# Material start

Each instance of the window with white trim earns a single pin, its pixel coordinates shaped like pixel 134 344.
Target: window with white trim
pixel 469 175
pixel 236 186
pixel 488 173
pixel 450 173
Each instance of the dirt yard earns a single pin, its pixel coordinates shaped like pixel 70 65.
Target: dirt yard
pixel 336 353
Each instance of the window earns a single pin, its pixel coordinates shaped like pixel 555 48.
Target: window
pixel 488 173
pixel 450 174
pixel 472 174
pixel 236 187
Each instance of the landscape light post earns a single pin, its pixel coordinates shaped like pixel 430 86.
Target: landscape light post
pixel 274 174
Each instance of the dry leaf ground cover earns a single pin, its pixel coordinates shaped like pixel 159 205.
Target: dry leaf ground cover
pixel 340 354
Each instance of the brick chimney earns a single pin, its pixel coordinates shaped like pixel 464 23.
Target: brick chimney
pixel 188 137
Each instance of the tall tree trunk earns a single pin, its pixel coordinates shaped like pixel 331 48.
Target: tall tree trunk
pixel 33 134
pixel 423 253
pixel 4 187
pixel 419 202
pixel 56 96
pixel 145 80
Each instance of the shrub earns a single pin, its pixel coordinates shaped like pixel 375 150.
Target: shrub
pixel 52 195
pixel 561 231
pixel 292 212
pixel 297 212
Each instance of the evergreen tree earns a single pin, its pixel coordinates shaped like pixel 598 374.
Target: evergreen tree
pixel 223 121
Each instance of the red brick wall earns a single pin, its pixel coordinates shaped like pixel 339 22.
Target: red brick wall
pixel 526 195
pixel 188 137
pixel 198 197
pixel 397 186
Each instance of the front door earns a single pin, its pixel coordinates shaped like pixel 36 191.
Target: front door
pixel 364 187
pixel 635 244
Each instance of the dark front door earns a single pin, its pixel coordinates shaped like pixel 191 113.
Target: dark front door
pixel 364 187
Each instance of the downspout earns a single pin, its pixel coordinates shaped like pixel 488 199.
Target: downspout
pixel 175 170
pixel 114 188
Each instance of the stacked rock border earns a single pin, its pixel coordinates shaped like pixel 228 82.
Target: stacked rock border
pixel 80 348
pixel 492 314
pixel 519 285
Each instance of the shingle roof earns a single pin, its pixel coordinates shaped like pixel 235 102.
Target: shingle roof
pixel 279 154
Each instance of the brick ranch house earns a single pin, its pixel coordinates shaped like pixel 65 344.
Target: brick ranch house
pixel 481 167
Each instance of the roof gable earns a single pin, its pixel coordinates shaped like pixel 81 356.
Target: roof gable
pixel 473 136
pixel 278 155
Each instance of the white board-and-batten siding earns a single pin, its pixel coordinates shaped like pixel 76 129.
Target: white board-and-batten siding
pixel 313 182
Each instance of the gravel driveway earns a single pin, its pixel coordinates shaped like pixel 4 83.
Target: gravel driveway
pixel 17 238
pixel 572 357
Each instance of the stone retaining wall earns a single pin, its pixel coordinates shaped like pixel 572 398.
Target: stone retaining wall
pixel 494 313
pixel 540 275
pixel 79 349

# Material end
# Material start

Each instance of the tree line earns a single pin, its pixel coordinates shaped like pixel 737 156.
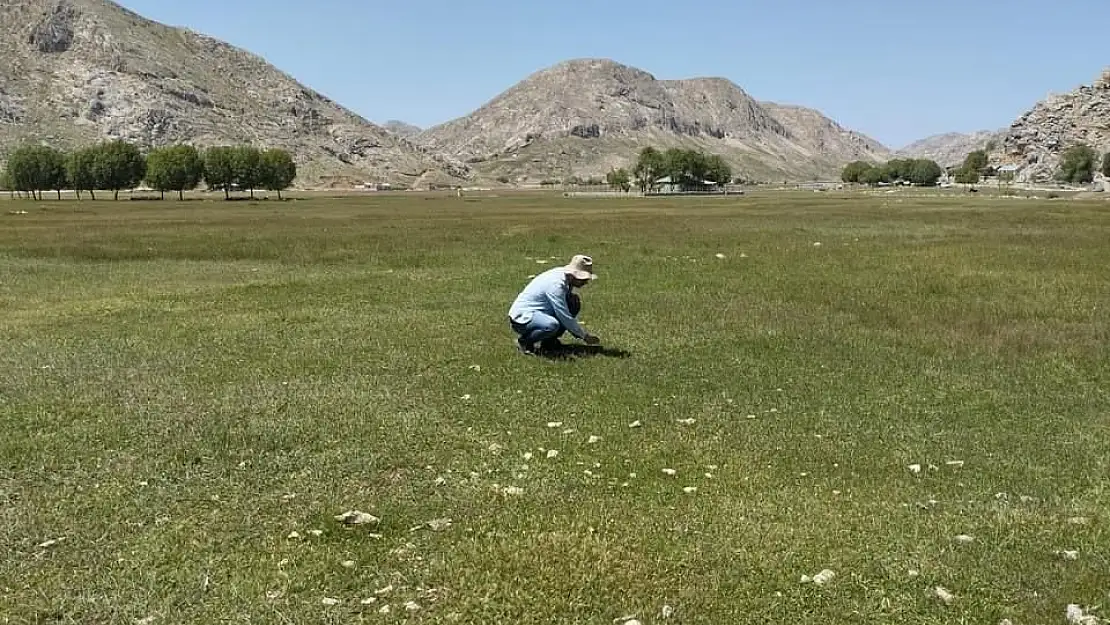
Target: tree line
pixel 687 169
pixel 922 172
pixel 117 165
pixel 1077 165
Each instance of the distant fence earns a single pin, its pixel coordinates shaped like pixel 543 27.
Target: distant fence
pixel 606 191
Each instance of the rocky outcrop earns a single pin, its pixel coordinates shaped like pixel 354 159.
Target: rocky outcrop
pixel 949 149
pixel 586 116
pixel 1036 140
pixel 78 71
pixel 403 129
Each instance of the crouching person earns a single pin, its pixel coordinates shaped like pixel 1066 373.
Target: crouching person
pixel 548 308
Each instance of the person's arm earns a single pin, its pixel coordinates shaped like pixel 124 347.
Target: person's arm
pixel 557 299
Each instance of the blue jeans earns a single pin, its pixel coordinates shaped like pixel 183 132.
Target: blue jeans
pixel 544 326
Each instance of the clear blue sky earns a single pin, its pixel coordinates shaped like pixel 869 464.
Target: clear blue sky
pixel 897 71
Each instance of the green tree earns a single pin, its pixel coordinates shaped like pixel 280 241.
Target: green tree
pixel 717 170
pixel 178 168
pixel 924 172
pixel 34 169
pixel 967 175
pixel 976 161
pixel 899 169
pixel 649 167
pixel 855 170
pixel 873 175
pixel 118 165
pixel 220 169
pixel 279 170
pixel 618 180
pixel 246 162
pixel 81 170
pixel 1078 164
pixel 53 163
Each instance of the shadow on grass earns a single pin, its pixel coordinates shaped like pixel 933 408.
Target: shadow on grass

# Material end

What is asked
Format everything in the records from the line containing "Each instance of the window with" down to the line containing "pixel 336 353", both lines included, as a JSON list of strings with one string per line and blank lines omitted.

Result of the task
[
  "Each instance of the window with white trim earns a single pin, its pixel coordinates shaped like pixel 134 344.",
  "Target: window with white trim",
  "pixel 469 175",
  "pixel 236 186",
  "pixel 488 173",
  "pixel 450 173",
  "Each instance of the dirt yard earns a single pin, its pixel coordinates shaped like pixel 70 65.",
  "Target: dirt yard",
  "pixel 336 353"
]